━━ Supplied data

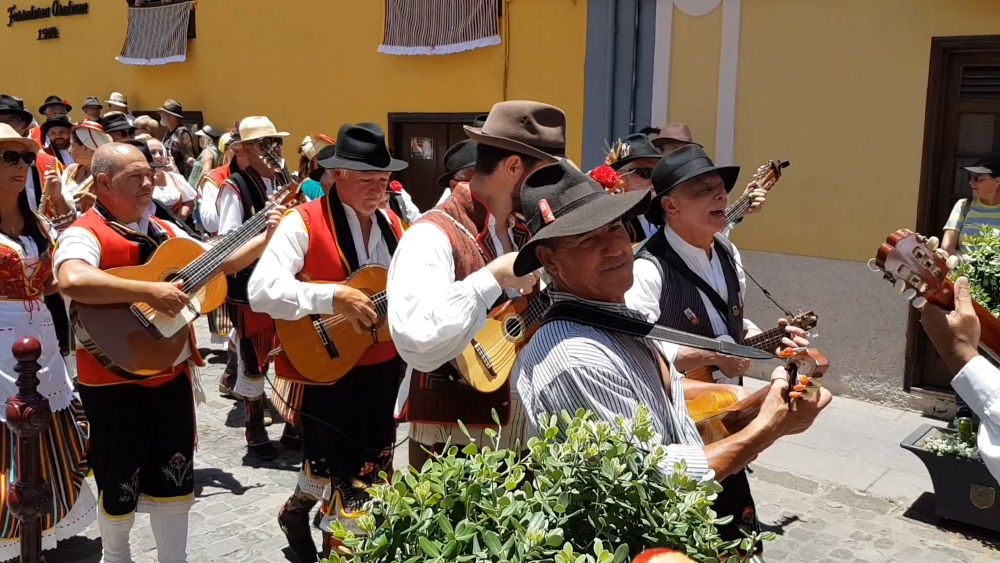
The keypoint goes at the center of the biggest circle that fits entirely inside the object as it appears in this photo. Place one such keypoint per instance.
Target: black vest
(681, 306)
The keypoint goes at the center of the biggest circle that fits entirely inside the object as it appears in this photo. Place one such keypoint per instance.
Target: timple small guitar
(919, 270)
(323, 348)
(769, 341)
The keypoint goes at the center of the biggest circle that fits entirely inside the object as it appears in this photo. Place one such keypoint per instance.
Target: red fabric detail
(116, 251)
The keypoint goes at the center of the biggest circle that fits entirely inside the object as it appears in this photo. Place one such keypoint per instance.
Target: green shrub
(585, 491)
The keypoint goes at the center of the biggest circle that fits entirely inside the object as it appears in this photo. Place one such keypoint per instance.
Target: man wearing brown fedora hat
(690, 277)
(323, 241)
(179, 141)
(455, 263)
(244, 193)
(579, 237)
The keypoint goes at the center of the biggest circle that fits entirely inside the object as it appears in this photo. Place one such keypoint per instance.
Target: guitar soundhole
(514, 328)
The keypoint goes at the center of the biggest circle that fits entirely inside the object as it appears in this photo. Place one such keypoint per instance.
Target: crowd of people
(516, 219)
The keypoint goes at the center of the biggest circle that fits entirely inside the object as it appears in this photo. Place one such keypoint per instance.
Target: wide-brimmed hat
(54, 100)
(629, 149)
(362, 148)
(258, 127)
(679, 166)
(8, 135)
(10, 104)
(210, 132)
(679, 132)
(531, 128)
(116, 121)
(117, 99)
(989, 166)
(91, 134)
(60, 121)
(313, 143)
(558, 200)
(460, 155)
(173, 107)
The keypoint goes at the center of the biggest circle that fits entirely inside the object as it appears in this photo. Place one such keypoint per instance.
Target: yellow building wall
(838, 87)
(308, 65)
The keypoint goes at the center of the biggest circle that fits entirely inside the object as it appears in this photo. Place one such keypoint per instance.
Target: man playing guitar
(347, 428)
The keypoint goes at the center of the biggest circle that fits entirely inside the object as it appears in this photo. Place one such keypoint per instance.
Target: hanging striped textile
(156, 35)
(439, 27)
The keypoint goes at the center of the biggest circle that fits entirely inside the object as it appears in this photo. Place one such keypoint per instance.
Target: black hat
(144, 149)
(115, 121)
(460, 155)
(60, 121)
(324, 153)
(54, 100)
(632, 148)
(173, 107)
(361, 147)
(12, 104)
(560, 201)
(681, 165)
(989, 165)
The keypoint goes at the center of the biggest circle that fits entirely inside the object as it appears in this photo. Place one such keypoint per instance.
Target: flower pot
(963, 490)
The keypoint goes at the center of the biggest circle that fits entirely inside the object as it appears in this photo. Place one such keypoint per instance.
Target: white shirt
(978, 383)
(273, 288)
(231, 207)
(433, 317)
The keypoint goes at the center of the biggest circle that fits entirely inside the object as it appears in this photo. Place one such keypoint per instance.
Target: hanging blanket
(439, 27)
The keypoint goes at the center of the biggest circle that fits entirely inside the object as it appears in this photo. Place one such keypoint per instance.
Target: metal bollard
(28, 416)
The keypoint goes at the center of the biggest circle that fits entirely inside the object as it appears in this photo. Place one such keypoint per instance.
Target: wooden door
(962, 125)
(422, 140)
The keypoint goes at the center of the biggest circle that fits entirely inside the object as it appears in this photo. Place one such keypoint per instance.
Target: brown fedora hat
(531, 128)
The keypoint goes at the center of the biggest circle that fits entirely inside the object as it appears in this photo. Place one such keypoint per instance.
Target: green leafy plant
(586, 491)
(981, 264)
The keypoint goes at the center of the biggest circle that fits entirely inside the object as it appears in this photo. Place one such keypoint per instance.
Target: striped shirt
(568, 366)
(968, 219)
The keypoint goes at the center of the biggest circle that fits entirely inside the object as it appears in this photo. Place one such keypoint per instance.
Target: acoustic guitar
(323, 348)
(919, 270)
(768, 341)
(718, 413)
(133, 339)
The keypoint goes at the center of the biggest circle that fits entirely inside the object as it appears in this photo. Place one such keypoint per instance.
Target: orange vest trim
(117, 251)
(323, 262)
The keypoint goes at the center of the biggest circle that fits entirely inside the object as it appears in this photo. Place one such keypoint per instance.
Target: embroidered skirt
(64, 468)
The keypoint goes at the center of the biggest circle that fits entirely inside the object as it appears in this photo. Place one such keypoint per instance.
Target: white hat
(258, 127)
(8, 135)
(117, 99)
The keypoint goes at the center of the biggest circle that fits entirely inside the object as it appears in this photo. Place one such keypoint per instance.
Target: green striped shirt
(969, 219)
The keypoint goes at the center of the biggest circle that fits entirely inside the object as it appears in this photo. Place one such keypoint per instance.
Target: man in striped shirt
(970, 215)
(578, 236)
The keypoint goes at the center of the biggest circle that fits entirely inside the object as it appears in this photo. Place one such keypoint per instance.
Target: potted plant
(584, 491)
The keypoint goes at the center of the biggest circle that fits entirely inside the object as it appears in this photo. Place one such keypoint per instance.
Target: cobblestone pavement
(234, 518)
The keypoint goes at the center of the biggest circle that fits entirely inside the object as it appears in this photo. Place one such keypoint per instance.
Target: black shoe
(264, 451)
(294, 523)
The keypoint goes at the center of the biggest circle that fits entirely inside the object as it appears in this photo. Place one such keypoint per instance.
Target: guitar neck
(198, 272)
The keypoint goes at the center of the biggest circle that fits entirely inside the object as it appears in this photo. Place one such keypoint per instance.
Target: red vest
(322, 262)
(116, 251)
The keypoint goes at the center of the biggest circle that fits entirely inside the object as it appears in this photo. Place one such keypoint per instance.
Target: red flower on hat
(608, 177)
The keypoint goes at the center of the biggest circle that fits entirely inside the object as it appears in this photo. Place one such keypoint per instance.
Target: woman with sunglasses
(77, 180)
(25, 279)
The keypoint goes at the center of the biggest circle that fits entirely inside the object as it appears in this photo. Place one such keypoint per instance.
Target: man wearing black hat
(690, 277)
(323, 241)
(454, 264)
(578, 236)
(178, 141)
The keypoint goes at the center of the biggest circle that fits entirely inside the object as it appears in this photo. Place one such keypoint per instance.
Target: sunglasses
(11, 158)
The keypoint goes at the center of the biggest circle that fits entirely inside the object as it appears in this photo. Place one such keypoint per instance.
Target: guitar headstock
(917, 268)
(767, 174)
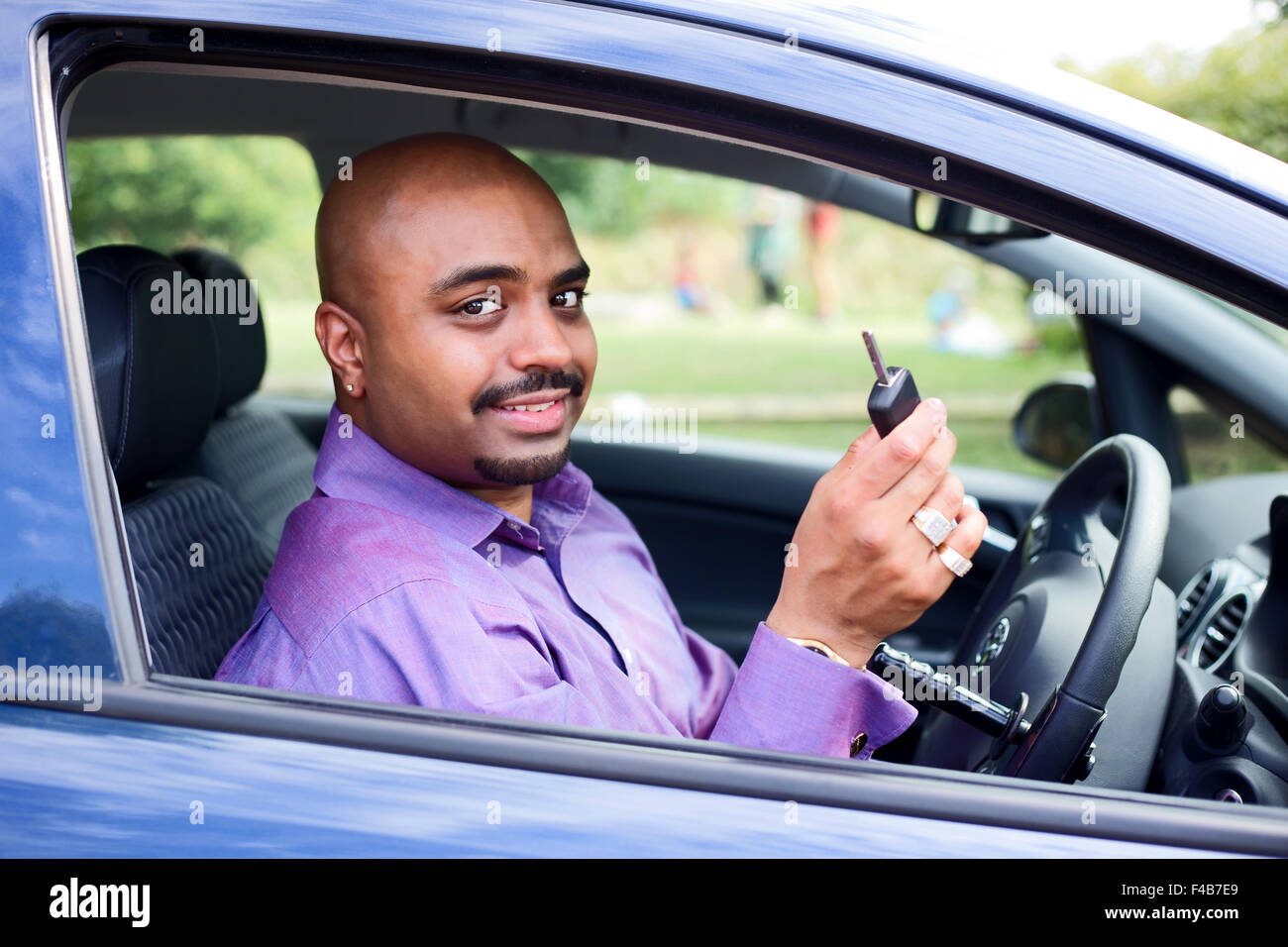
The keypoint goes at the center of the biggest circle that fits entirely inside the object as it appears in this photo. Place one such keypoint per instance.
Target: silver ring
(932, 523)
(957, 564)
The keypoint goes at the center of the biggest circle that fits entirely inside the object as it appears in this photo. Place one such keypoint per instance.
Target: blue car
(1128, 612)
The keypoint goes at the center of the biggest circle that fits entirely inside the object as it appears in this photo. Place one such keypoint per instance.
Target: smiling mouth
(542, 406)
(533, 416)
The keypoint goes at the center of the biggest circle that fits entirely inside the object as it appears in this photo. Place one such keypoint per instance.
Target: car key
(894, 394)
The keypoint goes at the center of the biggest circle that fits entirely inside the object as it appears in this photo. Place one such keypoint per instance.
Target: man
(451, 554)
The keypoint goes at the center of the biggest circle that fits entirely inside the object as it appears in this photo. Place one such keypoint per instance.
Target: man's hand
(863, 570)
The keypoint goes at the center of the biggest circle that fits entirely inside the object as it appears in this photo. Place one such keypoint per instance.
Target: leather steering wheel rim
(1059, 740)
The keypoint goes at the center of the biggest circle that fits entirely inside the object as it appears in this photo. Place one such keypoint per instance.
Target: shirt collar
(352, 466)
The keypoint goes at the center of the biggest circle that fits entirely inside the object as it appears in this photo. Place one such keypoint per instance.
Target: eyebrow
(482, 272)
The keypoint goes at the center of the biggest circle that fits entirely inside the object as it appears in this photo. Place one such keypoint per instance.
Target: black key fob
(894, 394)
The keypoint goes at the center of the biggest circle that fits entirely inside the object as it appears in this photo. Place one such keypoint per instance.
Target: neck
(514, 500)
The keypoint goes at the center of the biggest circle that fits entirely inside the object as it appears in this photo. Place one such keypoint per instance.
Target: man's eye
(480, 307)
(568, 299)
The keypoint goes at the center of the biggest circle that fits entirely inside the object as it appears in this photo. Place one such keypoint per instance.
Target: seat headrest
(243, 348)
(155, 368)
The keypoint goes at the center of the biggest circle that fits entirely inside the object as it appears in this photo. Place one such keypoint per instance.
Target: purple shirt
(394, 586)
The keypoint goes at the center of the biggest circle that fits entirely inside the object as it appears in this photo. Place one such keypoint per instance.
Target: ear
(342, 341)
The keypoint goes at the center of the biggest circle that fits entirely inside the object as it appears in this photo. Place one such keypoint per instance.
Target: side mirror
(940, 217)
(1059, 421)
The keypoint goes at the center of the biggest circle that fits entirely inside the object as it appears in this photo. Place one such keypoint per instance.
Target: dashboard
(1228, 722)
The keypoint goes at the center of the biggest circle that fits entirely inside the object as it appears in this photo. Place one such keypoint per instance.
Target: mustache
(527, 384)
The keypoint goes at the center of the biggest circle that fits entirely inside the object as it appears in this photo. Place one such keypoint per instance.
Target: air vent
(1212, 642)
(1198, 589)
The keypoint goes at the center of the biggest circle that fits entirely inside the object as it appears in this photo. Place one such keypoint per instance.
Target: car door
(268, 771)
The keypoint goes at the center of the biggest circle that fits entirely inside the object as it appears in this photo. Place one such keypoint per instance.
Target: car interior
(197, 450)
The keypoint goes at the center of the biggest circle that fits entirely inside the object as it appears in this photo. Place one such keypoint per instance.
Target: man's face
(477, 300)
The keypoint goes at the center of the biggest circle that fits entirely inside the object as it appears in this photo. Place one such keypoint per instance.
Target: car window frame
(487, 738)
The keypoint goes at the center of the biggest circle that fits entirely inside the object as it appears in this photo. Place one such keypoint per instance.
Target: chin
(523, 471)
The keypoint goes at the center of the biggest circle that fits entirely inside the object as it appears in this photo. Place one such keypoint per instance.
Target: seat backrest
(198, 566)
(254, 453)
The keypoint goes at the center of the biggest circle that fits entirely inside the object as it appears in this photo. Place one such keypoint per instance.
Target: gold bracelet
(818, 647)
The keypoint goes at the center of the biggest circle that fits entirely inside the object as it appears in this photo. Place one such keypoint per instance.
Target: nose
(541, 339)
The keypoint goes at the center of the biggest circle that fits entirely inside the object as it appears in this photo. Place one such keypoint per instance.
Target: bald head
(452, 298)
(361, 219)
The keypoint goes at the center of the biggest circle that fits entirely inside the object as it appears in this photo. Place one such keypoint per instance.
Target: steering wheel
(1073, 595)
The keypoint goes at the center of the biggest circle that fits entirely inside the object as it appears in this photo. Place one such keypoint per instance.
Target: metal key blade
(875, 355)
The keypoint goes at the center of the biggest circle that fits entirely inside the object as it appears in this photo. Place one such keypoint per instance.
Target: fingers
(858, 447)
(881, 467)
(947, 496)
(966, 539)
(928, 476)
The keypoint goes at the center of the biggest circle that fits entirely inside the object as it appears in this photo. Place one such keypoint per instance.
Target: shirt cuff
(787, 697)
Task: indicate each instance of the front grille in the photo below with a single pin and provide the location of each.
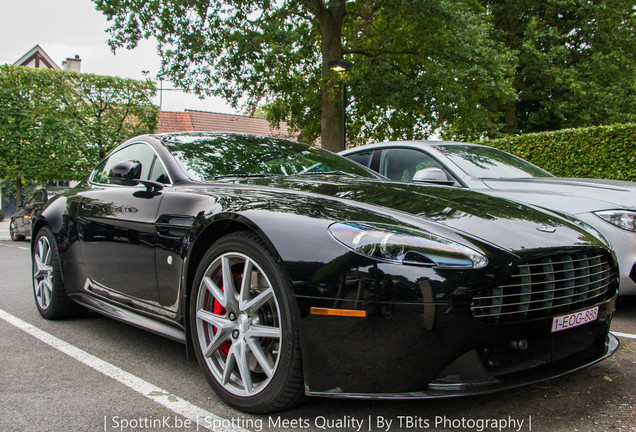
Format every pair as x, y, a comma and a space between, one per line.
548, 286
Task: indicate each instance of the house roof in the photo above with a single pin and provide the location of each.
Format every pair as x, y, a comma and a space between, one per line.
174, 122
37, 57
191, 120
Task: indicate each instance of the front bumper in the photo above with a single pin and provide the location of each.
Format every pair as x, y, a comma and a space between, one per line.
420, 339
435, 391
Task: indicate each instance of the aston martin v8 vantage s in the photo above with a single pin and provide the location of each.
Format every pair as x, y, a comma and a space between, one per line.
607, 205
287, 270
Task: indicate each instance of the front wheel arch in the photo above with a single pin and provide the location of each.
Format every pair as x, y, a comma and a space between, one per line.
286, 387
213, 231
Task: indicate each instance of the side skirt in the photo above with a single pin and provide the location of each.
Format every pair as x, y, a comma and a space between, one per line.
129, 317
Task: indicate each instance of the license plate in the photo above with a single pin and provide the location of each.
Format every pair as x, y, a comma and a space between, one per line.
575, 319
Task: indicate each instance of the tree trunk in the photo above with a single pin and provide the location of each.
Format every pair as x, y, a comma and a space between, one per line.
18, 192
330, 20
510, 112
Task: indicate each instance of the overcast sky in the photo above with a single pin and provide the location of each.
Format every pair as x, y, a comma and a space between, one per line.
64, 28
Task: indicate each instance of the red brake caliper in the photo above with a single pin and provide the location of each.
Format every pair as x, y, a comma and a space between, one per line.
217, 309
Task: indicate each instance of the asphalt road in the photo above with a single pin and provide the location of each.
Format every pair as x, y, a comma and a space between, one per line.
96, 374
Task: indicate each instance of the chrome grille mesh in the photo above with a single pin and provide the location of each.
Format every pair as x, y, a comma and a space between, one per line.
548, 286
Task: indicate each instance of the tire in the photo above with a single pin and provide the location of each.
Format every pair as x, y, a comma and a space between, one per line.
247, 343
13, 231
48, 286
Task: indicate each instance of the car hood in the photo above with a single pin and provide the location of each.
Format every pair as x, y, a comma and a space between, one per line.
506, 224
569, 195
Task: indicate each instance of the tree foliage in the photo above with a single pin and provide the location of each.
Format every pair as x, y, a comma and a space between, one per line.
607, 152
576, 62
56, 125
417, 66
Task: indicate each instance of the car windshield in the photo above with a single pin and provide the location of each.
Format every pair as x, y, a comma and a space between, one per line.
488, 162
209, 156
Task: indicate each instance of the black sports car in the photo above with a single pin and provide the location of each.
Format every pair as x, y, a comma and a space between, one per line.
287, 270
20, 224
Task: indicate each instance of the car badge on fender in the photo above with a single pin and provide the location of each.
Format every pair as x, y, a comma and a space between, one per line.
546, 228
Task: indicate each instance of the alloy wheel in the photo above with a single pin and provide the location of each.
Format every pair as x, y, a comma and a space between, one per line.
42, 272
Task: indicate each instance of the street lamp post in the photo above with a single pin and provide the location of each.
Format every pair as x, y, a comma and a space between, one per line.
342, 66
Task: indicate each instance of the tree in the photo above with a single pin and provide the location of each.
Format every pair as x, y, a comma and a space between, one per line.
576, 62
56, 125
108, 111
32, 124
417, 66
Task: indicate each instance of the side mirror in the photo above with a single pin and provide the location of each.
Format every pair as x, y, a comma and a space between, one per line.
432, 175
125, 173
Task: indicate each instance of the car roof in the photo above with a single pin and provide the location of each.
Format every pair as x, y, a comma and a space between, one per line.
409, 143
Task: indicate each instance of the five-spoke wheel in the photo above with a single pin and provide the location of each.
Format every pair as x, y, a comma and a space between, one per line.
48, 285
42, 272
243, 326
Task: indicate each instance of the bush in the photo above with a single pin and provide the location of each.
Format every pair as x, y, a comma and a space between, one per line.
596, 152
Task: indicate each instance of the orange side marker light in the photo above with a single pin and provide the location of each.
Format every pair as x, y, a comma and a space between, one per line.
339, 312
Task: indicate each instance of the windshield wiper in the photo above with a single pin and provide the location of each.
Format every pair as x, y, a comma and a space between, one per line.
335, 172
245, 175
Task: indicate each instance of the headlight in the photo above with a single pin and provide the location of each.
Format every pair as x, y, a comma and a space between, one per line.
624, 219
395, 244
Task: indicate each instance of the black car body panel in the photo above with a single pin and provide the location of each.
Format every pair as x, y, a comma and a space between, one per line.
132, 252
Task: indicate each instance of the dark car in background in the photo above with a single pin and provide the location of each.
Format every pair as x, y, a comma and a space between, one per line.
20, 223
607, 205
287, 270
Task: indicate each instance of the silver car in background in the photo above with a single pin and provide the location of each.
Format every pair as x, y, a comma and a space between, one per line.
607, 205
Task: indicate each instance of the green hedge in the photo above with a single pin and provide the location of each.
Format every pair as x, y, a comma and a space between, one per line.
595, 152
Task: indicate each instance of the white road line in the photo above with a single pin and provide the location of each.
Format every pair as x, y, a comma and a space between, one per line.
203, 418
15, 247
625, 335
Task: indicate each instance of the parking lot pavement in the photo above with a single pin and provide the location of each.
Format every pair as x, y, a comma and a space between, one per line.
44, 387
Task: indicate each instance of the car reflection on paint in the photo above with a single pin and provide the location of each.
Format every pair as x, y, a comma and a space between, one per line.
607, 205
289, 271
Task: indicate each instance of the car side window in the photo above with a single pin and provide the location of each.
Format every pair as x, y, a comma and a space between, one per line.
363, 158
158, 173
137, 152
401, 164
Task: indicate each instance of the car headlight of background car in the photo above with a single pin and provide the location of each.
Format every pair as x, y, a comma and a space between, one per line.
624, 219
404, 246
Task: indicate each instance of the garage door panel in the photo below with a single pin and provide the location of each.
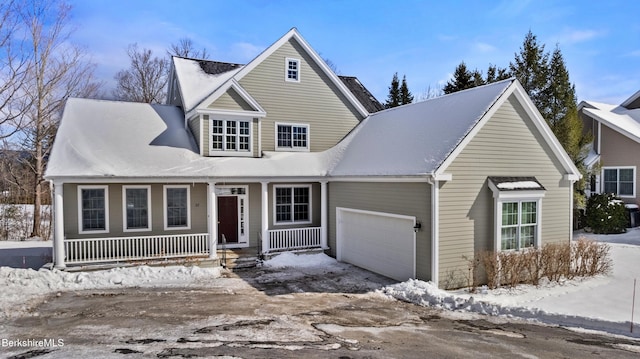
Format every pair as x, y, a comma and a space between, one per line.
380, 242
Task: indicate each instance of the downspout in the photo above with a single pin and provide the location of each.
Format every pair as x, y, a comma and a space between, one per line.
435, 229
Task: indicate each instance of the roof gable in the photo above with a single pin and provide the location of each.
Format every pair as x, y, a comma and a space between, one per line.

━━━━

Please report every line among the entries that includes "front".

== Problem solution ==
Task: indicate each instance of the front grille in the photo below with a single pin and provide the location of each.
Task: indicate each instance of the front bumper in the photo above with a single pin and provide the location of each.
Task: indicate each instance of the front wheel arch in the photo above with a single pin and provide the location of each.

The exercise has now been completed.